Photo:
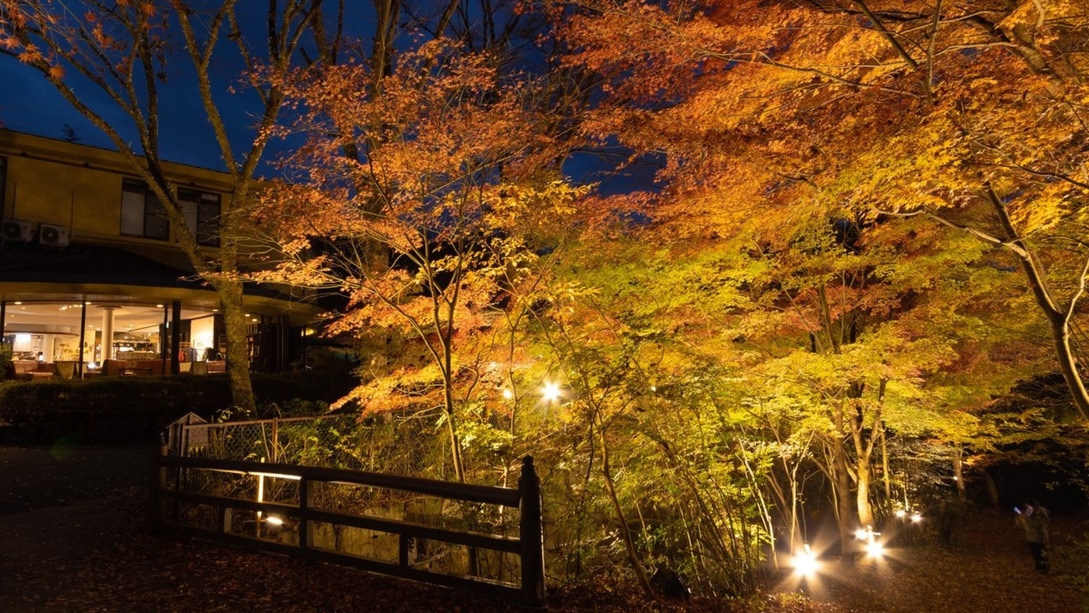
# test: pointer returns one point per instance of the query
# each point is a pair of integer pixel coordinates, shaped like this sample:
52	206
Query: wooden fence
169	493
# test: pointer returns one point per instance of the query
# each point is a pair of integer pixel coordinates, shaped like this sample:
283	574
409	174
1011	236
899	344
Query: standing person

*Task brief:*
Could you set down the records above exactly, skipping any picture?

*Exercise result:*
Photo:
# test: pointer returns one point per instance of the query
# each point is a pair of integer pixel coordinates, shaped like this sample:
52	206
Query: wooden fence
169	493
# test: pointer returns one point per instance of the query
# each point is a pair of integer pixel coordinates, shaped like this sample:
283	574
409	174
1011	236
899	344
Query: standing person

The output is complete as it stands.